◆ **Requirement**
Type out the complete listing below word for word, without its pictures.
___
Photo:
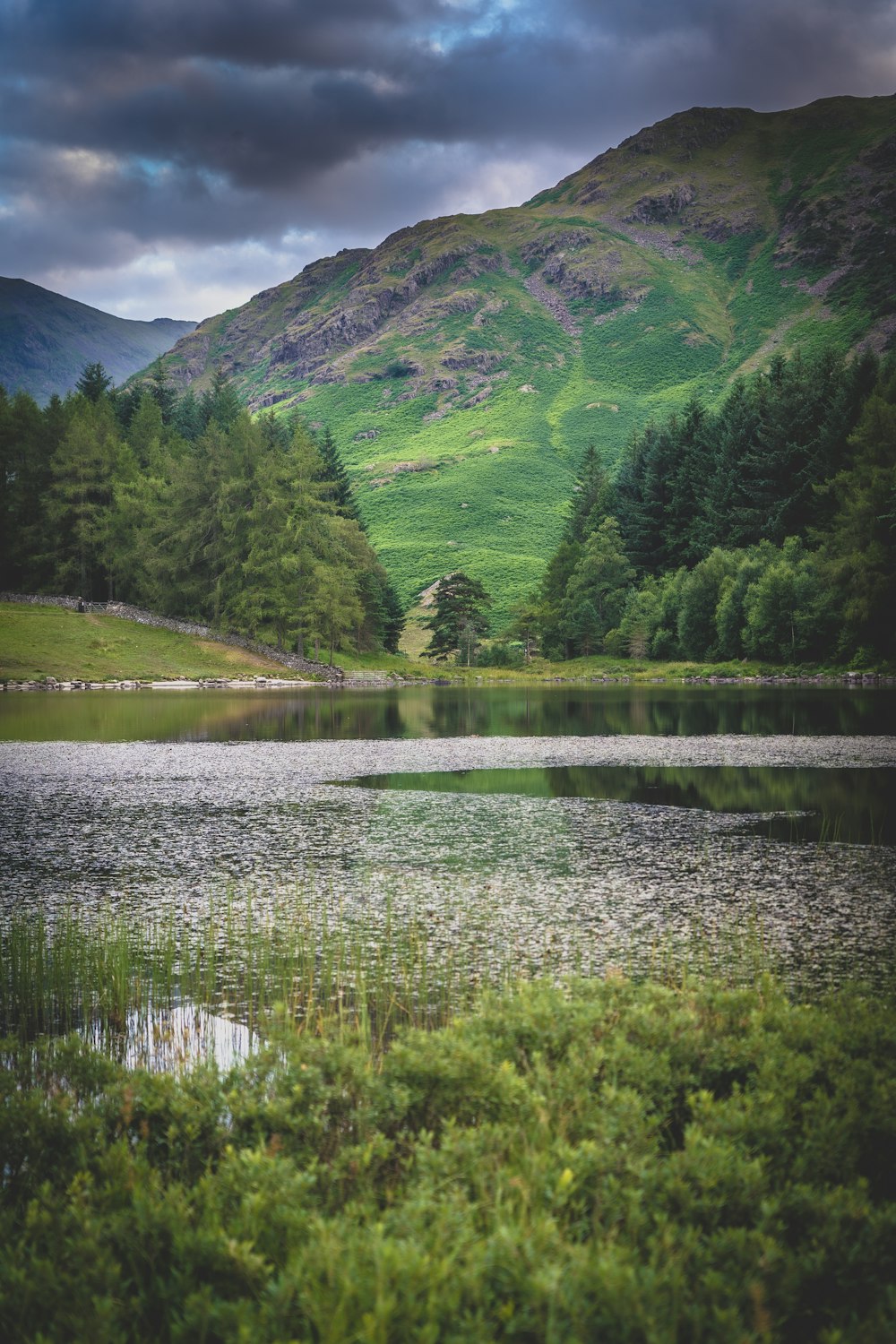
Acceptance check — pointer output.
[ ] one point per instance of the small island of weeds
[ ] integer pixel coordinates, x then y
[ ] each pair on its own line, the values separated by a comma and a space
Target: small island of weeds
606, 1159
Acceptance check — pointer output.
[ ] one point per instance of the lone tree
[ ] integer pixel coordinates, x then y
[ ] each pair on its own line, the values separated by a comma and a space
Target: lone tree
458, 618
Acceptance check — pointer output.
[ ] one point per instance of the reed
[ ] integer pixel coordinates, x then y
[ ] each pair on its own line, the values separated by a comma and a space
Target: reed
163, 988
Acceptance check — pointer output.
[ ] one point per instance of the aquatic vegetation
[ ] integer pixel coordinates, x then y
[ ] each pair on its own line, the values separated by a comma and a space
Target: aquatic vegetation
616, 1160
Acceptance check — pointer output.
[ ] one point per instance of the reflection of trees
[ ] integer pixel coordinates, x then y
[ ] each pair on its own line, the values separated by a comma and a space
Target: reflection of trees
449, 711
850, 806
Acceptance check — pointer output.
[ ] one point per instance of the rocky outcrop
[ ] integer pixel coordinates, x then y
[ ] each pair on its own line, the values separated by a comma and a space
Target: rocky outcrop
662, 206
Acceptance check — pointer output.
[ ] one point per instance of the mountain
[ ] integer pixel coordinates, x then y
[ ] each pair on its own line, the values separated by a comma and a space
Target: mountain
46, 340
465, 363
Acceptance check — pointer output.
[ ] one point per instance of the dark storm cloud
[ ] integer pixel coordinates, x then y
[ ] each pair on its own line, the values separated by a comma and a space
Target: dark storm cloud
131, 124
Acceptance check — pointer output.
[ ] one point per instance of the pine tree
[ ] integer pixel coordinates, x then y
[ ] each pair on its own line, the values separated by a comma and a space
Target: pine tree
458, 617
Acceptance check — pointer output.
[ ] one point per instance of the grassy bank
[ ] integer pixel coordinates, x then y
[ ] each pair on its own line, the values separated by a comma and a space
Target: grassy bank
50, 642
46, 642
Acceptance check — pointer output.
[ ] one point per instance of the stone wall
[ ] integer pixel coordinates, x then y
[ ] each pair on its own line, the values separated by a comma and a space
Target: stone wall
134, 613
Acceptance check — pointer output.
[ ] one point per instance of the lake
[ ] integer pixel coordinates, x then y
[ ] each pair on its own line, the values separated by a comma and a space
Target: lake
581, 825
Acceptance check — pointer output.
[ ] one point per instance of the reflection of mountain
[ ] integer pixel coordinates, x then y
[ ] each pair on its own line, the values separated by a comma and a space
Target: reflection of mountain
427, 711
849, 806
___
◆ **Written reply**
Photo:
Acceptance check — pointer output.
[ ] one point per instance of the small island of weeds
[ ] integer pixel coordinates, x then y
[ ] each pair on its own line, the values separated by a comma and a space
Target: small island of weeds
606, 1159
Acceptance check — pointer output.
[ ] one point per instance of the lone tree
[ ] integer pixel coordinates, x then y
[ ] each pair on its own line, the values separated by a comma and a space
Target: lone tree
458, 618
Acceptance check — pointer output.
[ ] one point per instance of the reed
[ ] integer pixel coordinates, x then y
[ ] each pair on its own line, the values separated by a comma and a space
Target: reed
163, 988
Acceptance check — pointer output.
[ ] one point per instance of the aquatic vegetation
[ ] integer pixel coordinates, x then y
[ ] each pair on its own line, the values separated by a comma and a space
Target: aquatic vegetation
616, 1160
Acceptance check — pointer output.
[ ] one point per instance of the reflection of trees
[ ] integer pixel coordinates, x then y
[ ] each pair on its own line, the values separated by a comma and a space
Target: reflection of trees
449, 711
850, 806
Acceptance check — pointer output.
[ ] one point per instance of the rocky outcrop
[ ] integer pixel coordinates, x then y
[ ] each pair on its own line, the values separated by a comma and a space
Target: rocky outcrop
662, 206
Acceptance check — pointer output.
[ ] one point per instance of the mountain
[ ] integer pixel coordinates, x then y
[ ] each pair on its own line, the values separated by a comma and a space
Target: mountain
46, 340
465, 363
Acceptance check — pointer output.
[ ] one point per instance of the dark storm cloud
[ ] integer pixel coordinates, x then y
[ ] each pair on its own line, the values separated by a comma and a space
Target: dark storm cloud
131, 124
Acceptance check — pointer output.
[ ] one point per instance of the pine tree
[ ] integer pixel coordinates, x then y
[ ] each pair on its own line, the values separated by a comma and a space
Target: pine tree
458, 617
Acceptance check — pointer output.
[ ] one point per instance of the grassy bank
[ ] integer pixel coordinates, x then y
[ ] each pair on its own line, the values separated by a comma and a space
Target: grassy bank
50, 642
46, 642
Acceptance check — pointer output.
[ ] one point per instance of the stone wall
[ ] integer pixel coordinates, x then y
[ ] each pair on its own line, the values separated by a comma and a space
Target: stone wall
134, 613
Acceptance check — pointer output.
[ ] one point per instance of the lake
[ ] integer pixel coordinates, x then y
[ ] each pair on its own line, the values separated by a comma and a space
Target: lake
581, 825
Acceptance check — pointer output.
[ ] one point per instance of the reflection of mountain
[ ] integer pixel coordinates, x then y
[ ] each pair on its own line, the values separated by a comma and a space
Target: reflection of mountain
427, 711
849, 806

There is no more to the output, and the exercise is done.